-- Begin --

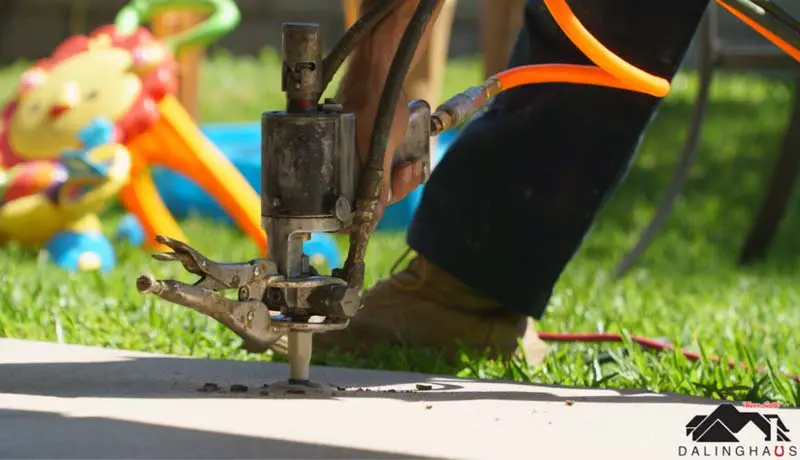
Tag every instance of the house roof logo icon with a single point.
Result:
(726, 421)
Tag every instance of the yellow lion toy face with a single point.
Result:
(94, 83)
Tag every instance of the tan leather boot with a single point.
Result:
(424, 307)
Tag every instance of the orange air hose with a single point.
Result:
(611, 70)
(777, 41)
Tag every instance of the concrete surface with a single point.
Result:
(61, 401)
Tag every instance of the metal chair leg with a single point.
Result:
(690, 147)
(765, 225)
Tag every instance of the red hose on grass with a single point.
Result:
(644, 342)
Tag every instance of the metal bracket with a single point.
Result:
(416, 144)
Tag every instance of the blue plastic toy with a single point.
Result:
(81, 251)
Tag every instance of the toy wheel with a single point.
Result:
(81, 252)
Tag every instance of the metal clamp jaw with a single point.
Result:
(261, 315)
(310, 174)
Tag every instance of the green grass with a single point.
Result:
(687, 289)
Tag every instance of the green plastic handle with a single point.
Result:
(224, 17)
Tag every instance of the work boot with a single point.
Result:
(424, 307)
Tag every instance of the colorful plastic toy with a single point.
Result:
(54, 204)
(123, 74)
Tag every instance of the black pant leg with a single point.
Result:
(513, 198)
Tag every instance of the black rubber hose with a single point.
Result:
(336, 57)
(372, 175)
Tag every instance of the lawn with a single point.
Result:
(687, 289)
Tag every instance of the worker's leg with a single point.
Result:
(511, 201)
(425, 80)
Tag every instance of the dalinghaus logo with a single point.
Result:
(717, 435)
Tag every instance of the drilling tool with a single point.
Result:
(313, 180)
(310, 179)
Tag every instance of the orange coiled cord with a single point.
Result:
(611, 71)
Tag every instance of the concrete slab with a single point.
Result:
(61, 401)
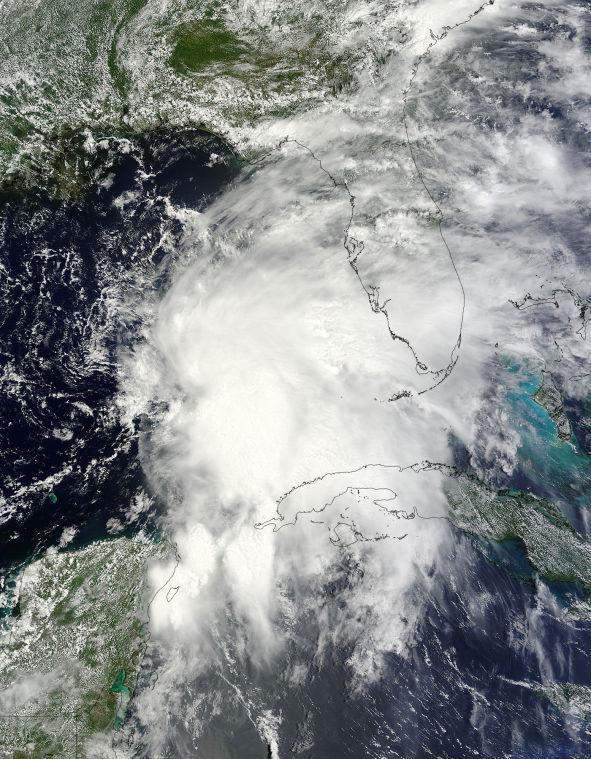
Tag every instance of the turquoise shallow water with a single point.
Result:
(559, 469)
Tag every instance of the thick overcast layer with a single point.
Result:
(272, 361)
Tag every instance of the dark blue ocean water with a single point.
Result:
(68, 267)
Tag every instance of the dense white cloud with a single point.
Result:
(274, 369)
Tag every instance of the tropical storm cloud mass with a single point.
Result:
(296, 379)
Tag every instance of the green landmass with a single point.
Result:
(69, 660)
(557, 551)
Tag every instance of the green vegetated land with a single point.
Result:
(557, 551)
(128, 64)
(70, 657)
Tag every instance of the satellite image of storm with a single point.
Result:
(295, 330)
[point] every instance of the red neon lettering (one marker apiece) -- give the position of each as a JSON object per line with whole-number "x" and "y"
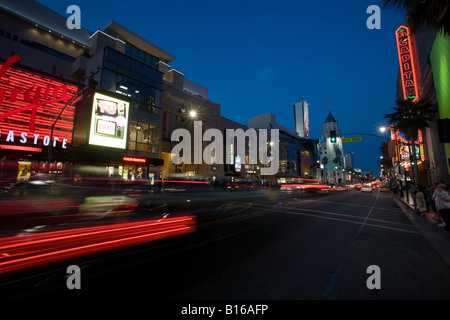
{"x": 59, "y": 94}
{"x": 406, "y": 63}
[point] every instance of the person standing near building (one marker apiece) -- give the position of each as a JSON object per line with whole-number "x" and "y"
{"x": 442, "y": 199}
{"x": 420, "y": 200}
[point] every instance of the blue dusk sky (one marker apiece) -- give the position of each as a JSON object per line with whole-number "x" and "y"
{"x": 262, "y": 56}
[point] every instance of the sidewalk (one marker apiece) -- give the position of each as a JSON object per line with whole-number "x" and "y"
{"x": 429, "y": 215}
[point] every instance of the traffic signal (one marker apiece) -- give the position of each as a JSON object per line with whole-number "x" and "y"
{"x": 333, "y": 136}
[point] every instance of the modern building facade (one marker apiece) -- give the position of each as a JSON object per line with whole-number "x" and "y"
{"x": 430, "y": 55}
{"x": 125, "y": 98}
{"x": 301, "y": 118}
{"x": 298, "y": 156}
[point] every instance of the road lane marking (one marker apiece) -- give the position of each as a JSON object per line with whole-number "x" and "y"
{"x": 335, "y": 275}
{"x": 296, "y": 211}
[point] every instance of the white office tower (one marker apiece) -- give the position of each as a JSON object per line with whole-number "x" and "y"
{"x": 301, "y": 118}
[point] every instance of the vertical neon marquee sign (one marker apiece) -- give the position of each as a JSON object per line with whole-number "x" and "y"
{"x": 407, "y": 63}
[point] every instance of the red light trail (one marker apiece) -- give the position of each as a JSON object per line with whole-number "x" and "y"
{"x": 27, "y": 251}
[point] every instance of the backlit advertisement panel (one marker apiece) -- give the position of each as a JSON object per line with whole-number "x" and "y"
{"x": 109, "y": 122}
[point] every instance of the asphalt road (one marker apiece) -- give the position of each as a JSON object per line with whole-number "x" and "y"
{"x": 267, "y": 245}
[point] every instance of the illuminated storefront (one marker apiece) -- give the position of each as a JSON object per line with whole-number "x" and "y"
{"x": 34, "y": 114}
{"x": 402, "y": 155}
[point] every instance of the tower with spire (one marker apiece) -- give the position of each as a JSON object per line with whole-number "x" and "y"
{"x": 332, "y": 152}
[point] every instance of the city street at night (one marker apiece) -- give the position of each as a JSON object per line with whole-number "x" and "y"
{"x": 210, "y": 159}
{"x": 267, "y": 245}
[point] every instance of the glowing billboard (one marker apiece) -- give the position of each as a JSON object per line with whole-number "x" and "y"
{"x": 109, "y": 122}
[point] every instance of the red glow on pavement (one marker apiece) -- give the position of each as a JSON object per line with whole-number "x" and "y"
{"x": 27, "y": 251}
{"x": 20, "y": 148}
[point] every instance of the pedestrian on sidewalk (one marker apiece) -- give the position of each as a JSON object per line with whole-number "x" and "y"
{"x": 420, "y": 200}
{"x": 442, "y": 199}
{"x": 437, "y": 215}
{"x": 412, "y": 191}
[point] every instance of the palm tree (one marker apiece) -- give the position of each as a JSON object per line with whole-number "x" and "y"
{"x": 410, "y": 117}
{"x": 433, "y": 13}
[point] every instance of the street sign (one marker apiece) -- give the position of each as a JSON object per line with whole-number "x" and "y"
{"x": 353, "y": 139}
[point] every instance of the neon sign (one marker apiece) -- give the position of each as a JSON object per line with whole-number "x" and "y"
{"x": 29, "y": 105}
{"x": 403, "y": 152}
{"x": 137, "y": 160}
{"x": 407, "y": 63}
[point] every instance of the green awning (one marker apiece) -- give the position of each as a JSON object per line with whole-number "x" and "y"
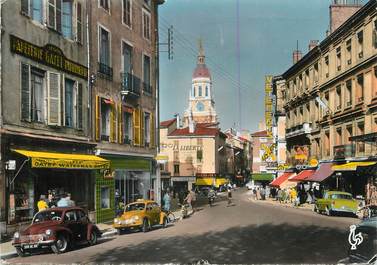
{"x": 262, "y": 176}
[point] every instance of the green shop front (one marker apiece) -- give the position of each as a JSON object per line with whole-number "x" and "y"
{"x": 128, "y": 179}
{"x": 262, "y": 178}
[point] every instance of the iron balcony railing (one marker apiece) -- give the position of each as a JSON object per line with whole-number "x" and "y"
{"x": 105, "y": 70}
{"x": 130, "y": 84}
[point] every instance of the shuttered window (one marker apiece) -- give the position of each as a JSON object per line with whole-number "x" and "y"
{"x": 53, "y": 99}
{"x": 54, "y": 14}
{"x": 137, "y": 125}
{"x": 25, "y": 92}
{"x": 79, "y": 107}
{"x": 98, "y": 118}
{"x": 79, "y": 23}
{"x": 25, "y": 7}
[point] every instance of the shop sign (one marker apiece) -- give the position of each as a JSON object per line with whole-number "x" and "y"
{"x": 268, "y": 104}
{"x": 49, "y": 55}
{"x": 40, "y": 162}
{"x": 181, "y": 147}
{"x": 269, "y": 152}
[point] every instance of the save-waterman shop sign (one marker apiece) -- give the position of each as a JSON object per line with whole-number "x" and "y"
{"x": 49, "y": 55}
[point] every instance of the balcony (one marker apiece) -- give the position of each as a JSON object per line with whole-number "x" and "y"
{"x": 147, "y": 88}
{"x": 344, "y": 151}
{"x": 105, "y": 71}
{"x": 130, "y": 85}
{"x": 302, "y": 129}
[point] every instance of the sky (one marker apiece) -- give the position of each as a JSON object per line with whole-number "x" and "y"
{"x": 268, "y": 30}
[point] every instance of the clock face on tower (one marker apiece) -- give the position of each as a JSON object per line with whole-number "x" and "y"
{"x": 200, "y": 106}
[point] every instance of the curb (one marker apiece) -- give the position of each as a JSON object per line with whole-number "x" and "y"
{"x": 8, "y": 255}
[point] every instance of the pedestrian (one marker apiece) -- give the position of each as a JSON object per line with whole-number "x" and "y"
{"x": 167, "y": 200}
{"x": 42, "y": 204}
{"x": 279, "y": 195}
{"x": 258, "y": 194}
{"x": 229, "y": 194}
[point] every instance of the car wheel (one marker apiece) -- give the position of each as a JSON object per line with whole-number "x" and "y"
{"x": 20, "y": 252}
{"x": 93, "y": 238}
{"x": 61, "y": 245}
{"x": 146, "y": 226}
{"x": 165, "y": 222}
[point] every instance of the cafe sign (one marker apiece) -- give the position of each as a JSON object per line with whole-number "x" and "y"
{"x": 49, "y": 55}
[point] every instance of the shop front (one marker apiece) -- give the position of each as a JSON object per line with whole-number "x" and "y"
{"x": 39, "y": 173}
{"x": 128, "y": 179}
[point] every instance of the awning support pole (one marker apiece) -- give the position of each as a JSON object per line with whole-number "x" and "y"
{"x": 19, "y": 170}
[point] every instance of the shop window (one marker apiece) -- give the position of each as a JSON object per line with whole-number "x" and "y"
{"x": 105, "y": 4}
{"x": 147, "y": 129}
{"x": 360, "y": 41}
{"x": 146, "y": 25}
{"x": 69, "y": 102}
{"x": 105, "y": 197}
{"x": 127, "y": 127}
{"x": 127, "y": 12}
{"x": 176, "y": 169}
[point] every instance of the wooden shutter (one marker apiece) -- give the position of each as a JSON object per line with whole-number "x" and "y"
{"x": 79, "y": 106}
{"x": 136, "y": 125}
{"x": 120, "y": 123}
{"x": 79, "y": 23}
{"x": 59, "y": 15}
{"x": 98, "y": 118}
{"x": 142, "y": 128}
{"x": 113, "y": 123}
{"x": 53, "y": 99}
{"x": 25, "y": 7}
{"x": 25, "y": 92}
{"x": 152, "y": 131}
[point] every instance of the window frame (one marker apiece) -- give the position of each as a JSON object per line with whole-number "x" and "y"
{"x": 123, "y": 11}
{"x": 148, "y": 14}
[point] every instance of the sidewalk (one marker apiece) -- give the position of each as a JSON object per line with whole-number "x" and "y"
{"x": 305, "y": 206}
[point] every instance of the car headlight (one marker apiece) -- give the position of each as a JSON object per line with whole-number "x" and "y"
{"x": 16, "y": 235}
{"x": 48, "y": 232}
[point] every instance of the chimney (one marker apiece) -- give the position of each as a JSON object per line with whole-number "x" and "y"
{"x": 313, "y": 44}
{"x": 341, "y": 10}
{"x": 178, "y": 120}
{"x": 297, "y": 55}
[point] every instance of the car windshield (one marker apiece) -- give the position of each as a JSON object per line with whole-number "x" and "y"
{"x": 341, "y": 196}
{"x": 47, "y": 216}
{"x": 135, "y": 207}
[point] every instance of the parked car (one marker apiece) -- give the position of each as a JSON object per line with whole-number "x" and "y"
{"x": 142, "y": 214}
{"x": 336, "y": 202}
{"x": 364, "y": 250}
{"x": 58, "y": 229}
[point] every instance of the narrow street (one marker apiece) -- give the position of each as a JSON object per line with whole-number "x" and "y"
{"x": 247, "y": 232}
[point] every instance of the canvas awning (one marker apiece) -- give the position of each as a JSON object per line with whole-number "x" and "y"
{"x": 323, "y": 171}
{"x": 61, "y": 160}
{"x": 352, "y": 166}
{"x": 302, "y": 175}
{"x": 281, "y": 179}
{"x": 262, "y": 176}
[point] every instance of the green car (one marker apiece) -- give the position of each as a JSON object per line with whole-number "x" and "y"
{"x": 336, "y": 201}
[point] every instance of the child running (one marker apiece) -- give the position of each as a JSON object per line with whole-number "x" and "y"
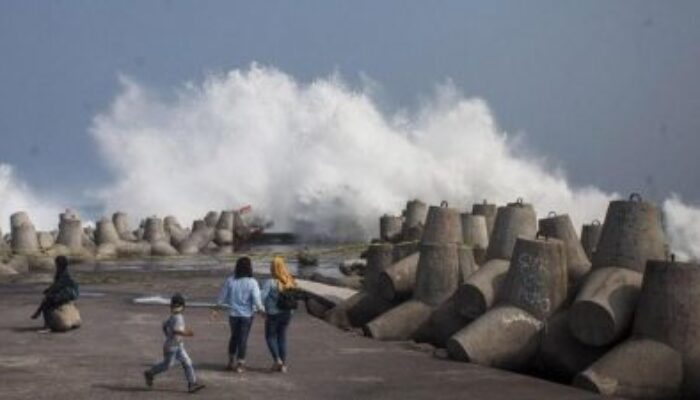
{"x": 174, "y": 348}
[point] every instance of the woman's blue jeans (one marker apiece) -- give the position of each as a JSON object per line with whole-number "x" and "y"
{"x": 276, "y": 334}
{"x": 237, "y": 344}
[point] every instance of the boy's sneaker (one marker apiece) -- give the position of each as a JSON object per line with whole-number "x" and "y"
{"x": 148, "y": 377}
{"x": 195, "y": 387}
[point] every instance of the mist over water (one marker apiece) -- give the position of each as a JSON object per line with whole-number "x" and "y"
{"x": 318, "y": 158}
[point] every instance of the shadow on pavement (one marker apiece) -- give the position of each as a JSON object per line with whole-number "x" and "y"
{"x": 136, "y": 389}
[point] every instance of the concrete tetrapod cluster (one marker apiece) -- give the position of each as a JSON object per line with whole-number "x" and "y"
{"x": 539, "y": 304}
{"x": 26, "y": 250}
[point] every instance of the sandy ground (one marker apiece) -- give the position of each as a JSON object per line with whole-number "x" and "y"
{"x": 105, "y": 358}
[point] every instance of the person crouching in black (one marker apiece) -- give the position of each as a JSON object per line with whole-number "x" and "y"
{"x": 63, "y": 290}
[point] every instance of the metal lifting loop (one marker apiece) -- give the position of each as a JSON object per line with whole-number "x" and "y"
{"x": 636, "y": 197}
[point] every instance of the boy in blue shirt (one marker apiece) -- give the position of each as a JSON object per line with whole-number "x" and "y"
{"x": 174, "y": 348}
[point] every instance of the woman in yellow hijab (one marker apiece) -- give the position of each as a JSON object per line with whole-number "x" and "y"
{"x": 279, "y": 299}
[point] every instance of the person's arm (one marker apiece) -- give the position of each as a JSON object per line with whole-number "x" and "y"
{"x": 179, "y": 329}
{"x": 224, "y": 295}
{"x": 257, "y": 301}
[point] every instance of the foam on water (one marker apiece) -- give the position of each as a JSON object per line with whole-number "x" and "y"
{"x": 319, "y": 158}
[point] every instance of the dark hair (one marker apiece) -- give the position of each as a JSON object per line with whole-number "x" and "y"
{"x": 177, "y": 300}
{"x": 61, "y": 262}
{"x": 244, "y": 268}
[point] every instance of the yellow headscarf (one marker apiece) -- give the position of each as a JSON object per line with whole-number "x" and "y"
{"x": 280, "y": 272}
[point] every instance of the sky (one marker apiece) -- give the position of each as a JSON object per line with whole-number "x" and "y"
{"x": 607, "y": 91}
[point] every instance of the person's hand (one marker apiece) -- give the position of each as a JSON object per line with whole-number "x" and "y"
{"x": 215, "y": 314}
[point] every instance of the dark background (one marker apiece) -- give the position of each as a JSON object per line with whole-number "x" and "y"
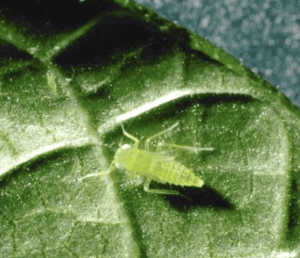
{"x": 264, "y": 35}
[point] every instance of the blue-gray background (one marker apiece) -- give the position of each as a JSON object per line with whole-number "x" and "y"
{"x": 263, "y": 34}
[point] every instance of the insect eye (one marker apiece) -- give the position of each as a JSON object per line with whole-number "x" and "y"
{"x": 126, "y": 147}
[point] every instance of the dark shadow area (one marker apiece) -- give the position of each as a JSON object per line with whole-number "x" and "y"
{"x": 9, "y": 53}
{"x": 193, "y": 197}
{"x": 46, "y": 16}
{"x": 122, "y": 35}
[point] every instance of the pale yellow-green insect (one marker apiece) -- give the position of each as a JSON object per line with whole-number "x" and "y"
{"x": 153, "y": 165}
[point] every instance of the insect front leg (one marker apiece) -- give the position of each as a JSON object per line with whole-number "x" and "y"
{"x": 158, "y": 191}
{"x": 136, "y": 141}
{"x": 159, "y": 134}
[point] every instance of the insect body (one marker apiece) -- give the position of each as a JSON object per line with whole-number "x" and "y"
{"x": 153, "y": 165}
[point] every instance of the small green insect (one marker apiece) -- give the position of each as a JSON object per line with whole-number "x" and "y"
{"x": 153, "y": 165}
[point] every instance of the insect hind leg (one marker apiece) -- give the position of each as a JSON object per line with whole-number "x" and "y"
{"x": 187, "y": 148}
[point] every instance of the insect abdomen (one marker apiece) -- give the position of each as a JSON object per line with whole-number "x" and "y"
{"x": 173, "y": 172}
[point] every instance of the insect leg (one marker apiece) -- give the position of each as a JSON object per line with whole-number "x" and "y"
{"x": 159, "y": 134}
{"x": 158, "y": 191}
{"x": 188, "y": 148}
{"x": 136, "y": 141}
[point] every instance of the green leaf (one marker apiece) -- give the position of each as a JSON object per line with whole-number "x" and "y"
{"x": 65, "y": 88}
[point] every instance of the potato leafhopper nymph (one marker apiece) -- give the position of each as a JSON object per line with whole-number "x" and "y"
{"x": 154, "y": 165}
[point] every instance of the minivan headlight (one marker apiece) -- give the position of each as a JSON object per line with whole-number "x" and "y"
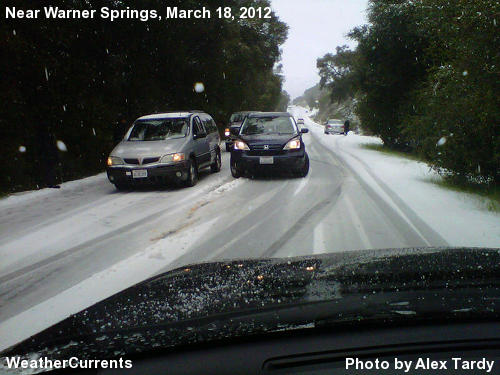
{"x": 172, "y": 158}
{"x": 114, "y": 160}
{"x": 240, "y": 145}
{"x": 293, "y": 144}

-- End --

#### Task goal
Please copy the lines above, starting at the one that holds "[point] every instance of the dark shadow" and stopping after the last line, exactly as they appear and minus the pictures.

#### Correct response
[point] every instance of the dark shadow area (one marker apiece) -- give the position of each as a JSON object per line with whole-number "x" and "y"
{"x": 9, "y": 53}
{"x": 193, "y": 197}
{"x": 46, "y": 16}
{"x": 122, "y": 35}
[point] every instance of the pale yellow-green insect (one marker apiece) -- give the position of each as a JSON object per line with whole-number "x" and "y"
{"x": 153, "y": 165}
[point] every instance of the insect front leg (one marker apiece) -- give the position of each as a JSON object per line with whole-number "x" and "y"
{"x": 158, "y": 191}
{"x": 136, "y": 141}
{"x": 159, "y": 134}
[point] every instance of the insect body (one marker apiece) -- give the position of each as a JSON object per line with whole-number "x" and "y"
{"x": 153, "y": 165}
[point] every instance of the small green insect (one marker apiece) -- give the position of each as a JSON object per line with whole-number "x" and "y"
{"x": 153, "y": 165}
[point] every instance of the insect hind leg (one marker apiece) -- give the position of each as a JSON object per line with whole-number "x" and "y"
{"x": 187, "y": 148}
[point] every instance of the insect abdomen (one marker apiece) -- give the position of each as a JSON object per line with whole-number "x" and "y"
{"x": 173, "y": 172}
[point] every instance of the insect leg (one marker apiece) -- give the position of each as a JSON object per line with whole-number "x" and "y"
{"x": 159, "y": 134}
{"x": 158, "y": 191}
{"x": 188, "y": 148}
{"x": 136, "y": 141}
[point] every instance of the green leaf (one marker apiece) -- give the position of each as a JSON object per line with whole-number "x" and "y"
{"x": 65, "y": 88}
[point] every instance of the potato leafhopper nymph (one marker apiece) -- give the position of each as a JSON object per line with whole-number "x" and "y"
{"x": 154, "y": 165}
[point] every instance of the minivan headlight (one marker apiece) -- give the position of each as a JSON object per line with whole-number "x" and "y"
{"x": 172, "y": 158}
{"x": 114, "y": 160}
{"x": 240, "y": 145}
{"x": 293, "y": 144}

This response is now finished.